### What you need to do:
Please report every line in the entries that contains the string "black".

Excerpts from a dataset:
☆ ☆ ☆ ☆ ☆
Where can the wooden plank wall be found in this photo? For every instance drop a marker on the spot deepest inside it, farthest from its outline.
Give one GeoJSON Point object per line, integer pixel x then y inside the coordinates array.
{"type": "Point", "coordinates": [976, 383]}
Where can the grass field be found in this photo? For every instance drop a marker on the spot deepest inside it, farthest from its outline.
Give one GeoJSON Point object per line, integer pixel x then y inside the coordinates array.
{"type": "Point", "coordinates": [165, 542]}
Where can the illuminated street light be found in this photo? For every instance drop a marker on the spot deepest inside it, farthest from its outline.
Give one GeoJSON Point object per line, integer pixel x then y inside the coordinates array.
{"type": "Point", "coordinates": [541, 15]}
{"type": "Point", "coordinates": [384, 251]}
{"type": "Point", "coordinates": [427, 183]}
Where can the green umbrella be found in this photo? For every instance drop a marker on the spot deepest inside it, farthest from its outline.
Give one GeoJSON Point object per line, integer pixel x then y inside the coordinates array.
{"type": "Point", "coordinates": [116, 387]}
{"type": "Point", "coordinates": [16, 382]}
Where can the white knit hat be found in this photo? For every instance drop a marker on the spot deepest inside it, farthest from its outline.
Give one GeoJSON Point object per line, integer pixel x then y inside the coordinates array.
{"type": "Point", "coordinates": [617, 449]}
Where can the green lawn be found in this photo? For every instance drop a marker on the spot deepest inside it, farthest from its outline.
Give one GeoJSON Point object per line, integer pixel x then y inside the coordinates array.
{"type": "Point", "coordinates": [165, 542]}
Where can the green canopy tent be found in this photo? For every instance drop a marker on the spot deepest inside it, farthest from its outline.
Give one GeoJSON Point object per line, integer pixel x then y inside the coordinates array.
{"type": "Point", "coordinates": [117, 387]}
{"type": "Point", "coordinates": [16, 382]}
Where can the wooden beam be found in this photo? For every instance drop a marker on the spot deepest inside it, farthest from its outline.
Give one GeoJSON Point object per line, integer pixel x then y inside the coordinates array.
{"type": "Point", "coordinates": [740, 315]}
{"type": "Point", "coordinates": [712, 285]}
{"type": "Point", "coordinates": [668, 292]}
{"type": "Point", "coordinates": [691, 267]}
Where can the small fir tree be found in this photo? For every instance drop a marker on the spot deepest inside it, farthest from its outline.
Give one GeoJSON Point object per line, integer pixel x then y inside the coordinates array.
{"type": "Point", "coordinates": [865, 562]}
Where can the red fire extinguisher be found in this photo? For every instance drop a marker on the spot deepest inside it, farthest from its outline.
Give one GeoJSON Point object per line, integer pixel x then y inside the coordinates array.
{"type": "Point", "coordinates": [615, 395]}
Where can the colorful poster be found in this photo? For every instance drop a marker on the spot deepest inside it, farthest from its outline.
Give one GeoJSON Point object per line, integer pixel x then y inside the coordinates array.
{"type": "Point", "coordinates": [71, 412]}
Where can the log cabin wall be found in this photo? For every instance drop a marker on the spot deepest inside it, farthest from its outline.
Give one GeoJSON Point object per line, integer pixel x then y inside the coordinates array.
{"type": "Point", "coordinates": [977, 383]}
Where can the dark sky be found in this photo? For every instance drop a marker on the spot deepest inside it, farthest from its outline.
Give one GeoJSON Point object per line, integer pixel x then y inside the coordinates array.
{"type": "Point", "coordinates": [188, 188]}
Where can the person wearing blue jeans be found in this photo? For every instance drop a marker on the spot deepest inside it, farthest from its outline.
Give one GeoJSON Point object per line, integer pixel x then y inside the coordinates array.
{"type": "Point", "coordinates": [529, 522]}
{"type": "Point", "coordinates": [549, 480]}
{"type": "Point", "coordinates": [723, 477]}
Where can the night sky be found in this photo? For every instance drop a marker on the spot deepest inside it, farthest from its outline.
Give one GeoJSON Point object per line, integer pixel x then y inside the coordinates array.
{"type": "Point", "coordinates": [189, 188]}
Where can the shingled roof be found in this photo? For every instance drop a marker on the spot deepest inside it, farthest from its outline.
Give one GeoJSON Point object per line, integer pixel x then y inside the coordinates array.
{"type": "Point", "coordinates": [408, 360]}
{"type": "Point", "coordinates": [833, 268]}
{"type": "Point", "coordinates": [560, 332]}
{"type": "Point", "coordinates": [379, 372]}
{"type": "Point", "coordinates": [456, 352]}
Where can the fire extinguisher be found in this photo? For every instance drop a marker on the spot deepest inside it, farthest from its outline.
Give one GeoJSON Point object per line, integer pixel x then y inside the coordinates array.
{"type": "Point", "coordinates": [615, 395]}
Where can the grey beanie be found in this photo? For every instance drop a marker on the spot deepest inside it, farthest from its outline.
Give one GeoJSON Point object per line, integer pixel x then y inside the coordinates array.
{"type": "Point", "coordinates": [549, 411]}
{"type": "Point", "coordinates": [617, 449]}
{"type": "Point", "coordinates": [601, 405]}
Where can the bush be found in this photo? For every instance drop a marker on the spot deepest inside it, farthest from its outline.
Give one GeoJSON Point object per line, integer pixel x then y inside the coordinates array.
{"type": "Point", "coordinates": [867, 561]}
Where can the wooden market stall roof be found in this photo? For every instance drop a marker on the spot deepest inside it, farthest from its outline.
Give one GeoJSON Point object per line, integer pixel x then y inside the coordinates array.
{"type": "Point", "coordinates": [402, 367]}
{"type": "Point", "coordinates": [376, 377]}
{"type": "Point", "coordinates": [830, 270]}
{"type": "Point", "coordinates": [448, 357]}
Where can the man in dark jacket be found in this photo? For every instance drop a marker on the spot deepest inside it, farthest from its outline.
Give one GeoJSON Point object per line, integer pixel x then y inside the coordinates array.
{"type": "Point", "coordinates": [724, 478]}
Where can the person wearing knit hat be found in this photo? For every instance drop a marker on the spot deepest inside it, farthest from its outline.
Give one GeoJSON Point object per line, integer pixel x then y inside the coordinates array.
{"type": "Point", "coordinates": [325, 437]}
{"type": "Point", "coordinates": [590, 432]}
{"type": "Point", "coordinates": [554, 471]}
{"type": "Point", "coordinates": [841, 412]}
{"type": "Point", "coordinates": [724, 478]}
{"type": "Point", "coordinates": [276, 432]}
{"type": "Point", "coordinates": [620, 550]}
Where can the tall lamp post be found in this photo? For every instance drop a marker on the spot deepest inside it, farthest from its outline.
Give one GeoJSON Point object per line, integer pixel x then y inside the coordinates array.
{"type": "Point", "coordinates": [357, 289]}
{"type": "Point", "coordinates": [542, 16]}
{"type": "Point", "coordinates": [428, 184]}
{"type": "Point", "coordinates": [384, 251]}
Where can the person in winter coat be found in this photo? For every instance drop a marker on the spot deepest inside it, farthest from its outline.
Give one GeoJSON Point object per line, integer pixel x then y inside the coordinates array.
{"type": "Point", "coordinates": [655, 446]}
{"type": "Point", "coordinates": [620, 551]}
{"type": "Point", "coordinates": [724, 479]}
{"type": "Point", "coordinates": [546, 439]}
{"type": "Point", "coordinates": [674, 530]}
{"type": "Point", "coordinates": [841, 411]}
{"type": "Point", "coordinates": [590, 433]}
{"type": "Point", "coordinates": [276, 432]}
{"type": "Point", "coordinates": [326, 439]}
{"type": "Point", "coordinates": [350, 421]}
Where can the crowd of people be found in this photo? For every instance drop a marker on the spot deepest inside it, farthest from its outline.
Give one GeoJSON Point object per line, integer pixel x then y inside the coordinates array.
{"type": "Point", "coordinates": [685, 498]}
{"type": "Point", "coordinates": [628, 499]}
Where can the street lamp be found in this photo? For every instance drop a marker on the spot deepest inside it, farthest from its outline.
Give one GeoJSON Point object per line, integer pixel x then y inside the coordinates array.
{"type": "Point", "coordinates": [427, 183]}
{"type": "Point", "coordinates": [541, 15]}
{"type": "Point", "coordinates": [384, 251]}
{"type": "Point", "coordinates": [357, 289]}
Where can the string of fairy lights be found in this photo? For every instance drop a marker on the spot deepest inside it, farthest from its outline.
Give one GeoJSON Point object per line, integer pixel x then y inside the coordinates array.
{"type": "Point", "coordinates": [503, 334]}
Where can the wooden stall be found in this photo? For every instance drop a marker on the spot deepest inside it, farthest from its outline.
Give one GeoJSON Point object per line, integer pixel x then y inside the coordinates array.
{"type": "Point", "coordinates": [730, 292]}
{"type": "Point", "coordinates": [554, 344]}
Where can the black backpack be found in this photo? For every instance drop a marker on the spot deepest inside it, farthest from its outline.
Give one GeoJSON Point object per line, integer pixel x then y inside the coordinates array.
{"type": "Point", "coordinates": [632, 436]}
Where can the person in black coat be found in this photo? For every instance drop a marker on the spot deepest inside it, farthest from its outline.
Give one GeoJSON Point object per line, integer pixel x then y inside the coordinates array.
☆ ☆ ☆ ☆ ☆
### Answer area:
Where can the black backpack be found in this photo? For every instance drop a marker on the spot deepest inside it, farthest from its outline.
Where can the person in black coat be found in this photo? For every instance drop a marker on the spot deepest inside it, farthest from its outline.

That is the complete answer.